## Required actions
a. Edit the Singapore layover post from "A Layover in" up to and including "even a Sands.", replacing "Las Vegas" with "Reno".
b. Do these statements agree with the Singapore layover post? Answer yes or no for each and quote the deciding words. (i) The hotel guarantees that its rooms are quiet. (ii) The flight arrived in Singapore at 5pm Monday. (iii) The signs in Singapore are in four languages, one of them Tamil.
c. Could you continue the Singapore layover post from where it stops?

Text segment: Begin

A Layover in Singapore

The flight to Singapore left at 10pm, and arrived 12 flight hours plus 7 time zones later, at 5pm Monday. We slept for a few hours on the plane, thanks to the miracles of modern medicine. We got to our hotel in Little India, and ate at Mustard, a good Punjabi/Bengali place nearby. Mustard is common to the Punjab and Bengal; otherwise it’s an odd combination. It’s hot here at the equator — I’m happy to unzip the long legs from my travel pants, probably for the rest of the trip, because I’m tired of stepping on them. Singapore is like Las Vegas: hot outside, freezing inside, and there are casinos, even a Sands.

Tuesday we went sightseeing in Singapore. The town reminds me of an airport; everything is pretty safe, culturally. The signs are in Malay, English, Tamil, and Chinese, which is a lot of people not to offend. Little India, where our hotel is located, is also multicultural: there are clubs nearby which don’t quiet down until after 1 AM, and there is a mosque right outside the window with a bizarrely huge number of minarets and a call to prayer at 5:30 AM. So much for sleeping. The hotel explicitly refuses to guarantee the rooms are quiet.

It’s possible that some negativity seeps into the Chinese, Malay, and Tamil signs; but the English words are pretty upbeat. No mention of torture, which is largely how the peace is maintained. Filial Piety is big. Not speaking the language is a good way to look on the bright side. Dennis was miffed at the anti-intellectualism of the artists talking to his mom in the park the day after the party — well, they wouldn’t call it anti-intellectualism, they would call Dennis anti-intellectual because he doesn’t know about, I don’t know, Fluxus. But he knows their CRTs won’t give them cancer. Don’t know about the backscatter. I miss the whole debate. Keep smiling, Irmengarde. (Where is that line from? Google says, “No results found for ‘keep smiling, irmengarde’.”)

Text segment: End
Raw data: Begin

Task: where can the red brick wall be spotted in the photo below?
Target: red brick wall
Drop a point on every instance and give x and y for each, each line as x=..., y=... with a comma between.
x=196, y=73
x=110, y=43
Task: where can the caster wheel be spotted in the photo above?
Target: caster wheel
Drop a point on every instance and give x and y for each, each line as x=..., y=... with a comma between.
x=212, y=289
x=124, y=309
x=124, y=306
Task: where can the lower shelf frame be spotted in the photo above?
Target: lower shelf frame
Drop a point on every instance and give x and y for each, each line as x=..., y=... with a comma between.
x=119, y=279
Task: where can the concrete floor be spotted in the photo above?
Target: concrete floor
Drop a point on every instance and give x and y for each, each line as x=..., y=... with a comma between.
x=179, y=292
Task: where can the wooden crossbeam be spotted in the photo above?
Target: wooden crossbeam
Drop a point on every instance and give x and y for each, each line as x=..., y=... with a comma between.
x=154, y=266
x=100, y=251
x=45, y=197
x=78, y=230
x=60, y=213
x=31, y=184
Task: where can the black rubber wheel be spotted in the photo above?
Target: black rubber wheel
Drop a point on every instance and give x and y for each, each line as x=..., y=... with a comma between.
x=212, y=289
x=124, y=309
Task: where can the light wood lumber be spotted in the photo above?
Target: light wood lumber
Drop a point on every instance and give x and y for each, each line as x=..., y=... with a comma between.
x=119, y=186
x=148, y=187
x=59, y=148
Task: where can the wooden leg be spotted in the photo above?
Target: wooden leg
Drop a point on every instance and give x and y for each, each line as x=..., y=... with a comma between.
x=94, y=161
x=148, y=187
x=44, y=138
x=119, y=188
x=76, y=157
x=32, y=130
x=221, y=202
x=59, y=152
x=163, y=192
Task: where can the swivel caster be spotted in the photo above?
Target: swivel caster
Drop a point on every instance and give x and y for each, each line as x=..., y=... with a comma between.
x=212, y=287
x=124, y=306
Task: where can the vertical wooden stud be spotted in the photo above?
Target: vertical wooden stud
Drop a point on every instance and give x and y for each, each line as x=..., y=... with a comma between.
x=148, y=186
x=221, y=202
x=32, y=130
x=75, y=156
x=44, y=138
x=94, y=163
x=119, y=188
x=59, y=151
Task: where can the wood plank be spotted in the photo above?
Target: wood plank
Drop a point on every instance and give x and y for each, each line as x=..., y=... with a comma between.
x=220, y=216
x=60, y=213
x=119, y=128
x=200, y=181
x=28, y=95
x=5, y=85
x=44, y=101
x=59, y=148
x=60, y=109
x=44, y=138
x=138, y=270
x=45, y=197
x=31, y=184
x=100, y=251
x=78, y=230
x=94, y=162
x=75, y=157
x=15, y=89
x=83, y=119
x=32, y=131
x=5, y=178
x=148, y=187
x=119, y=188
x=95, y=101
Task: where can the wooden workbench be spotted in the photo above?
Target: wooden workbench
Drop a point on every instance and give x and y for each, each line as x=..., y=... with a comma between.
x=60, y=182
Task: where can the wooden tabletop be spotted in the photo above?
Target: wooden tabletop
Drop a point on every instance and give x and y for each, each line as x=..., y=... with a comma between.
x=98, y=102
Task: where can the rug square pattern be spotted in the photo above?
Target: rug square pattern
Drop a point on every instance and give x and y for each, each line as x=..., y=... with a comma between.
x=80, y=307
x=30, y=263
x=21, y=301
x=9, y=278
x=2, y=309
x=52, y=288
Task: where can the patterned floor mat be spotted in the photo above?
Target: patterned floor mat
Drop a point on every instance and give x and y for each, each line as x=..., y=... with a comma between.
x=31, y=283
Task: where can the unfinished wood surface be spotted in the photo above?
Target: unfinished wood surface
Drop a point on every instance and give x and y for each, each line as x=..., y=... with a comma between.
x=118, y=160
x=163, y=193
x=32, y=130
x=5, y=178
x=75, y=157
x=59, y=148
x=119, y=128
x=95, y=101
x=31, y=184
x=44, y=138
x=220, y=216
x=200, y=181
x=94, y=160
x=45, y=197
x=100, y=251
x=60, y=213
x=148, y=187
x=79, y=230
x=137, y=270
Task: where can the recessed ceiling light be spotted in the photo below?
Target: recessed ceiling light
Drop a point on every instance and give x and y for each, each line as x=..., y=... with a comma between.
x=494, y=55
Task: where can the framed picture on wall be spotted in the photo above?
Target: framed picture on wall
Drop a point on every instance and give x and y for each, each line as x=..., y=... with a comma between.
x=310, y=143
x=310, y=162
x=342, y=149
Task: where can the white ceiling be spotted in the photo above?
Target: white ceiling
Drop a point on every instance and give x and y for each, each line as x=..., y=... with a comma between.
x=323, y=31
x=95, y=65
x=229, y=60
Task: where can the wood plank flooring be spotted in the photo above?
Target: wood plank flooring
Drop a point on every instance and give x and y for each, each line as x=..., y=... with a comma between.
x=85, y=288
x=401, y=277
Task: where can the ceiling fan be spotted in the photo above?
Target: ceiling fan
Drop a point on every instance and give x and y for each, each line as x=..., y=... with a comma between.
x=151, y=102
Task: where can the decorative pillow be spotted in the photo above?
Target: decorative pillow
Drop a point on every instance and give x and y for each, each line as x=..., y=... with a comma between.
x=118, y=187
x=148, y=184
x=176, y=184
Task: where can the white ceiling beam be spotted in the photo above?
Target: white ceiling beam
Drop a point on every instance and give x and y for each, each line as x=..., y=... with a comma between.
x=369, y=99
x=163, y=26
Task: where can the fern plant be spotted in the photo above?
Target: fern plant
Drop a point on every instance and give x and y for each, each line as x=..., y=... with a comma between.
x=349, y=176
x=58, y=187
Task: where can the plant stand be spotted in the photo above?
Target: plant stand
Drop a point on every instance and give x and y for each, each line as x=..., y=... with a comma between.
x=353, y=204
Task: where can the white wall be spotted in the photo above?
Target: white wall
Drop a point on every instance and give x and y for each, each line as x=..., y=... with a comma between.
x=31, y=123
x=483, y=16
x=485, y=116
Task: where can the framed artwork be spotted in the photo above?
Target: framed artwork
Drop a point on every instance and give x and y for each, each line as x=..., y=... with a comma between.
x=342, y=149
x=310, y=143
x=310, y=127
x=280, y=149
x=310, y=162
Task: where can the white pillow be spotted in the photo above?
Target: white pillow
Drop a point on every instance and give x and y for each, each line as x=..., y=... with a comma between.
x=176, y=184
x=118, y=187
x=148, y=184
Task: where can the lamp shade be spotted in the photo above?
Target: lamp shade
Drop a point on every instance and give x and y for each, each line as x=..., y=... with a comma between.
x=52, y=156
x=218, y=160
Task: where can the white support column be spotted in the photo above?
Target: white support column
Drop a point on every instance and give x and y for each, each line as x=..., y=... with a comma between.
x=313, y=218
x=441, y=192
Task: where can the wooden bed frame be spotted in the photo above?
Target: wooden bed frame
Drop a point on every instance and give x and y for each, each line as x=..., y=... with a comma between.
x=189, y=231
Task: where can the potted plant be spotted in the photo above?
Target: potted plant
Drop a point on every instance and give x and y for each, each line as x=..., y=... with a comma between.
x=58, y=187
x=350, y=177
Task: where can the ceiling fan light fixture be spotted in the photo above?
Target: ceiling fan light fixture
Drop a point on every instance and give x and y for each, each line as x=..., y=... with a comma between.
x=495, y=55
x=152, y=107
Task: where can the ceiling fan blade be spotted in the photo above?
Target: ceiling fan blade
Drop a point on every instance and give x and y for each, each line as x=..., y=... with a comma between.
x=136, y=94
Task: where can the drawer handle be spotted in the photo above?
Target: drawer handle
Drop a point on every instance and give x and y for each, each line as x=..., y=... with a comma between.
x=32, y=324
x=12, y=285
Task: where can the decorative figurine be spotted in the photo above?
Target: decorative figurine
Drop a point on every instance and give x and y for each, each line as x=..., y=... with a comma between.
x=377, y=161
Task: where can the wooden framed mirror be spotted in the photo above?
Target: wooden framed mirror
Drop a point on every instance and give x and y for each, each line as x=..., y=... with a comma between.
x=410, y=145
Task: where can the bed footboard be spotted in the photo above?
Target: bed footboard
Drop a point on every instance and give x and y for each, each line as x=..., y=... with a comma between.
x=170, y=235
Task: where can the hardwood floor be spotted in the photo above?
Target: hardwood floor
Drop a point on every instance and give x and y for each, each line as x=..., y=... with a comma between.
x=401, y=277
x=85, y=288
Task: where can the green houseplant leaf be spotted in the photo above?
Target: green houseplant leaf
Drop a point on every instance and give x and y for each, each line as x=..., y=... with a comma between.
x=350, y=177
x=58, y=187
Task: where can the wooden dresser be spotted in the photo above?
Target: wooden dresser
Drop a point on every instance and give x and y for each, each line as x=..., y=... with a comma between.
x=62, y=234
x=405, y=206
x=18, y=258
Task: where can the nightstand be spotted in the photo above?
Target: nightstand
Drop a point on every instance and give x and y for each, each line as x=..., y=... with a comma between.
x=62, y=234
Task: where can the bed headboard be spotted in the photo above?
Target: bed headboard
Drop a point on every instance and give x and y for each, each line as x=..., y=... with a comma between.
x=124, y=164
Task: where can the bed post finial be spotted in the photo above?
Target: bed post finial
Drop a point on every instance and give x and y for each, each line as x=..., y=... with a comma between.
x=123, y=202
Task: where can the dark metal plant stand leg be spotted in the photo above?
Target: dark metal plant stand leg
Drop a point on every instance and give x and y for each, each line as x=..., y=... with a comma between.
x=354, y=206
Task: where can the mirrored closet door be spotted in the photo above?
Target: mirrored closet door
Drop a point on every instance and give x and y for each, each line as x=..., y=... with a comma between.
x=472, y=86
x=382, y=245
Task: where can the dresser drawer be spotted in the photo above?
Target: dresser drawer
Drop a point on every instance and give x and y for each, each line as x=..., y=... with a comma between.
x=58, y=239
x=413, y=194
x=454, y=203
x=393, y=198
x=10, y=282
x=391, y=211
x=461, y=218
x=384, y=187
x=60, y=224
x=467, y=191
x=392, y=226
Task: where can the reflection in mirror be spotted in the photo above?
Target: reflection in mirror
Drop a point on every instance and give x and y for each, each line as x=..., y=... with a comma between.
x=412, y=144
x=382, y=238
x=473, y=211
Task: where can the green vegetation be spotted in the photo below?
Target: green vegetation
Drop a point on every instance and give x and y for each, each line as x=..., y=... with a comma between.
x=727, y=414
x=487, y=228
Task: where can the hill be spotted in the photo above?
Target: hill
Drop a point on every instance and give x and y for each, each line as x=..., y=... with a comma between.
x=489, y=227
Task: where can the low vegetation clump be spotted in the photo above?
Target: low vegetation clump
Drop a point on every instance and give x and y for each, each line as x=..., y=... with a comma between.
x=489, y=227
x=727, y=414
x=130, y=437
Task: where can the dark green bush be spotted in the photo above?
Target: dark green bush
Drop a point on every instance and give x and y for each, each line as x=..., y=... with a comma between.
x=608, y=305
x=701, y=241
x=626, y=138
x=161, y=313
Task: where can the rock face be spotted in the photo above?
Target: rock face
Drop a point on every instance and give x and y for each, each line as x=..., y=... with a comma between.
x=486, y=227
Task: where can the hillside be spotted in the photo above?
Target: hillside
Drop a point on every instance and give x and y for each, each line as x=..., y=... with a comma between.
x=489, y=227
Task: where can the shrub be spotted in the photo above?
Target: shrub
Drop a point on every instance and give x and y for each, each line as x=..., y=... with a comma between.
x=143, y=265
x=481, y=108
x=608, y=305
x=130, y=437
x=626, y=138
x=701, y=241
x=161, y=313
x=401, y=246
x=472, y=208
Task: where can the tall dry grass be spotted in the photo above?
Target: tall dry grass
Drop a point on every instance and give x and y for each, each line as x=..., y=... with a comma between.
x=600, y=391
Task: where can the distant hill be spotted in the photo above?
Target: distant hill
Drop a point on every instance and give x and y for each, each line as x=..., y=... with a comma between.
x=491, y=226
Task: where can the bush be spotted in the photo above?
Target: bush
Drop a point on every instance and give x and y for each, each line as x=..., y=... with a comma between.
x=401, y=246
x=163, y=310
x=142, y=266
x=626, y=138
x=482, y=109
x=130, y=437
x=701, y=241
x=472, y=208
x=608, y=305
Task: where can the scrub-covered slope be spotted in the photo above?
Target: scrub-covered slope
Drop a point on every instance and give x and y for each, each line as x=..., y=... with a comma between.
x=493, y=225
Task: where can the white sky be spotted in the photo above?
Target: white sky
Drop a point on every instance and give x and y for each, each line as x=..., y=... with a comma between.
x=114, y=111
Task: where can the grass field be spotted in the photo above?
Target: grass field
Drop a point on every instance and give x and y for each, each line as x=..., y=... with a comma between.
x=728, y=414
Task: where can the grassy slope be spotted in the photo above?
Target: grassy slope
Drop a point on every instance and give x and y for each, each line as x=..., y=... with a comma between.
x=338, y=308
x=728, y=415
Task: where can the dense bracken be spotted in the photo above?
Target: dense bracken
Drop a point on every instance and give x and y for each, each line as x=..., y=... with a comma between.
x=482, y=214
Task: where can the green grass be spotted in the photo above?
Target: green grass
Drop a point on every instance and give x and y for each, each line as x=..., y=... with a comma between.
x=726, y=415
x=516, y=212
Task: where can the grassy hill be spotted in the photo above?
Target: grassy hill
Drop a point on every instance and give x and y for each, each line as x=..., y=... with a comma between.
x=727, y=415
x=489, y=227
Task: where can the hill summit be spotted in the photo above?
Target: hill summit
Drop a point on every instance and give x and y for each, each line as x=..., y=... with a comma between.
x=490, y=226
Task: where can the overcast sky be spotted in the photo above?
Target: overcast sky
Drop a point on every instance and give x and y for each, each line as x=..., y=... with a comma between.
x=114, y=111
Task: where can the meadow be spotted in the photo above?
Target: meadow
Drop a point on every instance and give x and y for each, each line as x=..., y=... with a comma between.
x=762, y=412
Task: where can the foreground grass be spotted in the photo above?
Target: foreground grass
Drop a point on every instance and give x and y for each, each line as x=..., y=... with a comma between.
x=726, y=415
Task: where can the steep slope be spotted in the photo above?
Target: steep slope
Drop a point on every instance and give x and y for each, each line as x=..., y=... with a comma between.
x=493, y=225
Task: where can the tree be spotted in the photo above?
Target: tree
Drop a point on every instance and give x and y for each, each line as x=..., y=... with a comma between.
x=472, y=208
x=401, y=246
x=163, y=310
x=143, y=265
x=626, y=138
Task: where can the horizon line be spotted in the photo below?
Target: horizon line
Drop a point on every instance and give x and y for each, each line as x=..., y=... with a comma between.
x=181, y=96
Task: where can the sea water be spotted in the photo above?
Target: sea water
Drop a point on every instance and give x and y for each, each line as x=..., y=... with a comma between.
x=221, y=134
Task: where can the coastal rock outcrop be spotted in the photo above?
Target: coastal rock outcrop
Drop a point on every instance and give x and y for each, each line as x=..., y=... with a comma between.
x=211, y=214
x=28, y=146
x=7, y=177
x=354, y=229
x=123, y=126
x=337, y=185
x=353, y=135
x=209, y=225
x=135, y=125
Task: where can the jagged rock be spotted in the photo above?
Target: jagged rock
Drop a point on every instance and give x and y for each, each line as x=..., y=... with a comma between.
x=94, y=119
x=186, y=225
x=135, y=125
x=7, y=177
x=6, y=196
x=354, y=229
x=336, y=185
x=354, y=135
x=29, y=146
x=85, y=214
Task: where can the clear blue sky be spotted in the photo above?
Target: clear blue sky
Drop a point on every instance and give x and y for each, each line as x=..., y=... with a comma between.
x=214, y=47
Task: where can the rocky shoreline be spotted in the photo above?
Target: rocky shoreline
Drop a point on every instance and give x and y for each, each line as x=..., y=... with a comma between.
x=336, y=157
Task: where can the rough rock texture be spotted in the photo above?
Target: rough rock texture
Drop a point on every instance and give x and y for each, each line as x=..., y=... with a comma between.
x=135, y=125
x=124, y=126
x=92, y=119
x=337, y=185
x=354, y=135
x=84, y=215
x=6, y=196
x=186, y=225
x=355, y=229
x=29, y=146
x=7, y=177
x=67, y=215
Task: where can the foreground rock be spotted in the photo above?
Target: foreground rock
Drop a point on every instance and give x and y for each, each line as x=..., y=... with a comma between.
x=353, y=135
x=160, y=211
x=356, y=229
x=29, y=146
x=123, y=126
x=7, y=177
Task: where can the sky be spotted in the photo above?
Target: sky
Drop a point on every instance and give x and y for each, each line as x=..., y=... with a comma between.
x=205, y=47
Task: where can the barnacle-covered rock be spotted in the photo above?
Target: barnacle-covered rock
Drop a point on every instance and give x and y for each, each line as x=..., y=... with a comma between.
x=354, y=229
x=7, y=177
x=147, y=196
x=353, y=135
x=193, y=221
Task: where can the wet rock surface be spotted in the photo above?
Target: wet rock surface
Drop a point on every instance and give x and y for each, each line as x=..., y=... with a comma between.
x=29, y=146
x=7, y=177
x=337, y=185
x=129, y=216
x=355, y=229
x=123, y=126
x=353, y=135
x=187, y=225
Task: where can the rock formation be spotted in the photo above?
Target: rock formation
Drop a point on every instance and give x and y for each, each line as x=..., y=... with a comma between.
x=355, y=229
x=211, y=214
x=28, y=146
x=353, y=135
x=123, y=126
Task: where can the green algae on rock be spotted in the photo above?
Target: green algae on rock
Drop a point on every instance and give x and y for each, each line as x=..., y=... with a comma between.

Raw data: End

## Results for the exercise
a.
A Layover in Singapore

The flight to Singapore left at 10pm, and arrived 12 flight hours plus 7 time zones later, at 5pm Monday. We slept for a few hours on the plane, thanks to the miracles of modern medicine. We got to our hotel in Little India, and ate at Mustard, a good Punjabi/Bengali place nearby. Mustard is common to the Punjab and Bengal; otherwise it’s an odd combination. It’s hot here at the equator — I’m happy to unzip the long legs from my travel pants, probably for the rest of the trip, because I’m tired of stepping on them. Singapore is like Reno: hot outside, freezing inside, and there are casinos, even a Sands.

b.
(i) No: "The hotel explicitly refuses to guarantee the rooms are quiet."
(ii) Yes: "arrived 12 flight hours plus 7 time zones later, at 5pm Monday"
(iii) Yes: "The signs are in Malay, English, Tamil, and Chinese"

c.
Anyway, the highlight of the day was Haw Par Villa, an idiosyncratic artwork along the lines of Desert Christ done by the wealthy inventor of Tiger Balm. It is a few hectares of ferroconcrete figures dating from the 1930’s, illustrating the Buddhist and Confucian virtues, as they apply to multinational corporate exporters. There is a great emphasis on obedience, but also a place in Hell for usurers. When the industrialists face down the bankers, they are surprised to find that they aren’t as in favor of the free market as they thought.

After that we went to the Philatelic Museum and the Singapore Art Museum, both of which had exhibits from Thailand. It is always instructive to see how many different ways the thematic challenges of modern art can play out. Dinner at the food court underneath the ferris wheel. Gelato afterwards: Singapore is not Florence.

We have to figure out something to do this afternoon before we leave on our next overnight flight to Port Douglas via Cairns via Brisbane. We’re not much for ferris wheels, or ziplines, or shopping. I suppose that leaves trying to find some more interesting food.